» DIRECTIVES:
A. In the movie-list analysis, which fields were created in the spreadsheet for the Rotten Tomatoes list?
B. Extend the movie-list analysis from where it stops.

» SELECTED EXCERPT:
>> Start
Tag Archives: List

Anatomy of an Analysis (Part 2) – The Enrichening

In the first part of this analysis, I turned a short list of movies into a database that could be used to answer basic questions about the list’s contents. Now I’d like to broaden this analysis by combining the original list with additional outside information — a process called data enrichment.

First, I needed to find and process a new set of data. In this case, I chose a list of the Best Movies of All Time compiled by popular film review aggregator, Rotten Tomatoes because I thought it might include movies that were more popular with a general audience. The RT list ranks movies by their adjusted Tomatometer rating (as of mid-August 2015) and pulls out the top 100. I copied this list over to a spreadsheet and created fields for Rank, Film, Year, and Decade.

Once this information was ready, I used the name of the movie itself to join the RT list to the original BBC list. This approach, while perfectly reasonable, does come with a certain level of risk because the two sources do not always match perfectly. When that happens you have to match the information by hand. Can you spot the problems associated with each pair of names below?

Best Movies (RT) Greatest American Films (BBC)
Dr. Strangelove or: How I Learned to Stop Worrying and Love the Bomb Dr Strangelove
E.T. the Extra-Terrestrial ET: The Extra-Terrestrial
It’s a Wonderful Life It’s a Wonderful Life
One Flew Over the Cuckoo’s Nest One Flew Over the Cuckoo’s Nest
Schindler’s List Schindler’s List
The Godfather Part II The Godfather Part II

The first mismatch is pretty obvious because Rotten Tomatoes includes the full tagline for the movie Dr. Strangelove in the title while the BBC does not. However, there are also some subtle differences in punctuation (such as the period after the abbreviation of “doctor” in the first column) that would still cause problems during a join. These punctuation issues show up more clearly with the second item which has differences in both the abbreviation of “E.T.” and the inclusion of a colon in the BBC version of the title. It gets more subtle from there!
>> End
» INFORMATION PROVIDED:
>> Start
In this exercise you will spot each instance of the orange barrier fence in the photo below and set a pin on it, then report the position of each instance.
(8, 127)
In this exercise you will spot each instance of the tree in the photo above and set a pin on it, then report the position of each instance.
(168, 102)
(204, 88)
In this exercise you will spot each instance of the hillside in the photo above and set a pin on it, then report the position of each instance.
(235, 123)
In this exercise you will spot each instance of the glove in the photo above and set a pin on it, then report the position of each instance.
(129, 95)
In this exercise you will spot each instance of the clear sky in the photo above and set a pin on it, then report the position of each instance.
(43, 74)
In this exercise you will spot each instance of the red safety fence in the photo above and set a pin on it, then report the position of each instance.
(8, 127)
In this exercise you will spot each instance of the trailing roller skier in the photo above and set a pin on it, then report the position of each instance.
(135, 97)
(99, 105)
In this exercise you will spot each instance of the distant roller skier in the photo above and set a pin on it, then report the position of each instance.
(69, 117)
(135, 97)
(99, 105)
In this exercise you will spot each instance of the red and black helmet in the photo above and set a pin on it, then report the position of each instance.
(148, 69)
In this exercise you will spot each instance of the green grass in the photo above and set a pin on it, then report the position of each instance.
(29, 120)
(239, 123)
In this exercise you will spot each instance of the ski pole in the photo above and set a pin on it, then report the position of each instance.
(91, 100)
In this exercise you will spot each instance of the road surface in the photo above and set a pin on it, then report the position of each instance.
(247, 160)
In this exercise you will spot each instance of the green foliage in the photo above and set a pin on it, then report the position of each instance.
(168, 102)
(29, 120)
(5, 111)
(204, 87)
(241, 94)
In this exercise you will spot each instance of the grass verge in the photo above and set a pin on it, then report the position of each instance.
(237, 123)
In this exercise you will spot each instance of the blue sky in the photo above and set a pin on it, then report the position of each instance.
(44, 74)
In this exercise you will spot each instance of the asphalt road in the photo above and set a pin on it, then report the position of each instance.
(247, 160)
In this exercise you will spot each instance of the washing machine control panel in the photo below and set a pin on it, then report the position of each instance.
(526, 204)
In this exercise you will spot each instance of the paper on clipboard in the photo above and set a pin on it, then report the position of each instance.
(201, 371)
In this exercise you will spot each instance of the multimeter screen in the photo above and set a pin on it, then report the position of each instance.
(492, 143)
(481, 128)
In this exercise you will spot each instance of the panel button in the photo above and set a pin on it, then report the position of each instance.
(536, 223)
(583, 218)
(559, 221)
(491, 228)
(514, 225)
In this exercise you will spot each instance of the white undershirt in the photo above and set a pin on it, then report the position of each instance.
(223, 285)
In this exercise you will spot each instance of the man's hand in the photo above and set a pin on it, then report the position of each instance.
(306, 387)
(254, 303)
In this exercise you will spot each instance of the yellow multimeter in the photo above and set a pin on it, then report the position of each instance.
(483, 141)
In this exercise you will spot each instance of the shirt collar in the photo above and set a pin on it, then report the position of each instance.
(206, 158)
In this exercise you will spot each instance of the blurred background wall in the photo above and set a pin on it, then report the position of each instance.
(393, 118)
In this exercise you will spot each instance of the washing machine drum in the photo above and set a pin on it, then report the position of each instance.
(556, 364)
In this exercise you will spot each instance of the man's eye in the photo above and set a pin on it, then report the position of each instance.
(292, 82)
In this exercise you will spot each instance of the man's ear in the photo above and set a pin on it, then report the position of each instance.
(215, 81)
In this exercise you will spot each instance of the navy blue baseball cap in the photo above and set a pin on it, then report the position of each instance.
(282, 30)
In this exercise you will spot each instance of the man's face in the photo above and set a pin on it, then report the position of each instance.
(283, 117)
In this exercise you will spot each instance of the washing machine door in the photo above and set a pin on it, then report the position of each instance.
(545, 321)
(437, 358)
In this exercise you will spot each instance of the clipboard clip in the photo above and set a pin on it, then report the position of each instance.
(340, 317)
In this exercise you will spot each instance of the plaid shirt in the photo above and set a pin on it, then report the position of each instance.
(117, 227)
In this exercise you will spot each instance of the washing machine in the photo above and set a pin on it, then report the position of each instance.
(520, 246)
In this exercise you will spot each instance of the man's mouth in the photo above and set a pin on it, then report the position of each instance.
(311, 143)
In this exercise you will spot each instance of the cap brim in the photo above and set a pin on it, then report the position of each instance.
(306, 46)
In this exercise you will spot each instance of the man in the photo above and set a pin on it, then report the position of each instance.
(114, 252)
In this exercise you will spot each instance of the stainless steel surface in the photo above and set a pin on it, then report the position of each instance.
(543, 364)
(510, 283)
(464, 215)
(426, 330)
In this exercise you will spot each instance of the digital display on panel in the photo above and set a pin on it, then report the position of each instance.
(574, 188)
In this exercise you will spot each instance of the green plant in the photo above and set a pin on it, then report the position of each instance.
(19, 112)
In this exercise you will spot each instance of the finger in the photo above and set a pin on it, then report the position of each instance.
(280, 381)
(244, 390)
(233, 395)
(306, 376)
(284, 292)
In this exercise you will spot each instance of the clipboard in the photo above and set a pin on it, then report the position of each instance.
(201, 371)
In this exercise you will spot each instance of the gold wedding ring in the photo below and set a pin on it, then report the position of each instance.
>> End
» OUTPUTS FOR THE TASKS:
A. Rank, Film, Year, and Decade.

B.
The next three movie titles all contain a contraction or a possessive noun but one source uses an apostrophe while the other uses a single quotation mark. (To make this problem even harder to spot, some web browsers render them both the same. Check the page source.). Finally, the last paired items look identical … except that the first listing of The Godfather Part II includes a trailing space. Pretty esoteric, I know, but that is life in the data world.

With the two data sources aligned, I then created my final enhanced database and explored the information using another pivot table.
The first thing I noticed when I compared the BBC list to the Rotten Tomatoes list is that they only had 22 films in common. This surprised me a little at first but it makes sense when you realize that the RT list is not limited to American films. It also seemed to support my initial instinct that the RT database would contain many more recent films due to its online format.

TOP DECADES IN FILM (BBC vs. Rotten Tomatoes)
Top_Film_Decades_2

A quick look at the films by source and decade (above) shows a huge number of recent films in the RT listing (including one, Mad Max: Fury Road, that was still in theaters when I first downloaded the data). It is also interesting to note that the spike in “best” movies for Rotten Tomatoes occurs in the 1950s instead of the 1970s. However, the large number of foreign films in the RT list for the 1950s leads quickly to discussions of Japan’s “Golden Age” of cinema during that time period.

RANK COMPARISONS OF AMERICAN FILM (BBC vs. Rotten Tomatoes)
Rank_Comparisons_1

Another interesting view of this information can be seen when you compare the two ranked lists side-by-side. The chart above shows the 22 films that appear on both lists with a line connecting their two ranks. This makes it easy to see where the sources agree and where they disagree. Several of the critical darlings (Citizen Kane, The Godfather, Singin’ in the Rain, and North by Northwest) also rank high on the RT list while others (many of them from the American New Wave period of the 1970s) show a drop in popularity. Meanwhile, other classically popular films like The Wizard of Oz and ET: The Extra-Terrestrial float upward.

Anatomy of an Analysis (Part 1)

A few weeks ago, the BBC News produced a list of the top 100 greatest American films based on input from critics from around the world.

Here are the top ten films presented in rank order:

  1. Citizen Kane (Orson Welles, 1941)
  2. The Godfather (Francis Ford Coppola, 1972)
  3. Vertigo (Alfred Hitchcock, 1958)
  4. 2001: A Space Odyssey (Stanley Kubrick, 1968)
  5. The Searchers (John Ford, 1956)
  6. Sunrise (FW Murnau, 1927)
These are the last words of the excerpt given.